YOUR TASK –
Select each line of the data that contains the string "wall" and reproduce those lines verbatim.

>> START

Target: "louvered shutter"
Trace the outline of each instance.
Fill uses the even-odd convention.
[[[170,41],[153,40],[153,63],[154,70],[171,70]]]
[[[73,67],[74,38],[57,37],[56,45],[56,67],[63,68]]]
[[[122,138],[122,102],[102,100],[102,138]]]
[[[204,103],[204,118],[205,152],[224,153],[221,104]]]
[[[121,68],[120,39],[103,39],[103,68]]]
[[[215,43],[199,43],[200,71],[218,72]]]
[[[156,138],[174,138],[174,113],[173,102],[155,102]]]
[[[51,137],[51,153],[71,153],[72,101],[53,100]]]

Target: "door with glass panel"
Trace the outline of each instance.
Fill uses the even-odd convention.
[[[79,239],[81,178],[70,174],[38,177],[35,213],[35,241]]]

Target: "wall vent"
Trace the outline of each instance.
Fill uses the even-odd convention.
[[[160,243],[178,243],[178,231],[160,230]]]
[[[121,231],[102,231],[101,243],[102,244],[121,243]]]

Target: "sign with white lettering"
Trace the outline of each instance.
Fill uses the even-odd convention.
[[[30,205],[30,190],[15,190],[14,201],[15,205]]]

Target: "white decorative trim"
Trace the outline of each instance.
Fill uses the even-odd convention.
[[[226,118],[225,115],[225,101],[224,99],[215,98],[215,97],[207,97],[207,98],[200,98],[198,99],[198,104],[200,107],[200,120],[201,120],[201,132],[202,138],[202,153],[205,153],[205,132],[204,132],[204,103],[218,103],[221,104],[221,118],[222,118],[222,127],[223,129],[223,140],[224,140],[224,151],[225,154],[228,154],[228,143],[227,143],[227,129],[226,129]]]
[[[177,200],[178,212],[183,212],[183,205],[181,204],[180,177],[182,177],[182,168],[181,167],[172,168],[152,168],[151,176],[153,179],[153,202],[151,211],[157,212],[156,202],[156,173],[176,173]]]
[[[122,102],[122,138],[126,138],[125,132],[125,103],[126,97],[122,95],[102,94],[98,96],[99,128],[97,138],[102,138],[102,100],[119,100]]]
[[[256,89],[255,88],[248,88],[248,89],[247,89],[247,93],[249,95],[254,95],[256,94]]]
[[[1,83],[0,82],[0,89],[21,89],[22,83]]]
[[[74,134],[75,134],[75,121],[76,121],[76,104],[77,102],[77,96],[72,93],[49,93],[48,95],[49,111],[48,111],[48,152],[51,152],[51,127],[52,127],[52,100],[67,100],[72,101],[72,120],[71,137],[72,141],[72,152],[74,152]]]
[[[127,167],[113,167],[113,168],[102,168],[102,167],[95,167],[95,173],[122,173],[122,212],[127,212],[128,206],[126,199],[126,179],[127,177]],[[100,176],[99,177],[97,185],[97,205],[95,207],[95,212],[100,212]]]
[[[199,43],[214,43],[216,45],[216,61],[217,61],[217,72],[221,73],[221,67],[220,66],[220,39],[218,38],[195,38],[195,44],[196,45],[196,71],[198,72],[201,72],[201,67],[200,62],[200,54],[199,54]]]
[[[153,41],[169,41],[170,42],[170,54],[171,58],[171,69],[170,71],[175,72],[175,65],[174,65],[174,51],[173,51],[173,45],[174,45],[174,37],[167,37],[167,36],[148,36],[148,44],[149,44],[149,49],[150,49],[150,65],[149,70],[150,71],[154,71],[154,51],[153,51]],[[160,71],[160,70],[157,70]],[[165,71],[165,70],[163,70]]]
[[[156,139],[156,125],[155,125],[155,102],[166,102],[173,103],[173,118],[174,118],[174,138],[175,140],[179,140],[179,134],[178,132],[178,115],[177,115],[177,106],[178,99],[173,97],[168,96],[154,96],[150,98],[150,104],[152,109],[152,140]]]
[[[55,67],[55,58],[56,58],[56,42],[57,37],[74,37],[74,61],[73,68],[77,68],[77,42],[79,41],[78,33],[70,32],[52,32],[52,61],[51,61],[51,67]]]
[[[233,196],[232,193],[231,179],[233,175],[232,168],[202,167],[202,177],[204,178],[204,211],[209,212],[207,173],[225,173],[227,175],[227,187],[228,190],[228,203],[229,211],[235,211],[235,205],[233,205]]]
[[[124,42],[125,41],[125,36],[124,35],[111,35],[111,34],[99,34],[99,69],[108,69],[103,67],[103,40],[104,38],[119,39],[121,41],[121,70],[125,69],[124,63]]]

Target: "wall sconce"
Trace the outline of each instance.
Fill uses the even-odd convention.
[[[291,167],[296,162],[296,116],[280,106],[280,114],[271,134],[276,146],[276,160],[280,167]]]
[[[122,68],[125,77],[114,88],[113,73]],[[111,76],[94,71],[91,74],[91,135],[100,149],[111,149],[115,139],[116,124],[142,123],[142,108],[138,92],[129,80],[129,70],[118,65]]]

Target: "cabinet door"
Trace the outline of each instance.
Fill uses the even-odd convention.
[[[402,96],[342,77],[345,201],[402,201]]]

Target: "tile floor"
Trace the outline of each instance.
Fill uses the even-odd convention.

>> END

ANSWER TO THIS TASK –
Target: "wall vent"
Target: "wall sconce"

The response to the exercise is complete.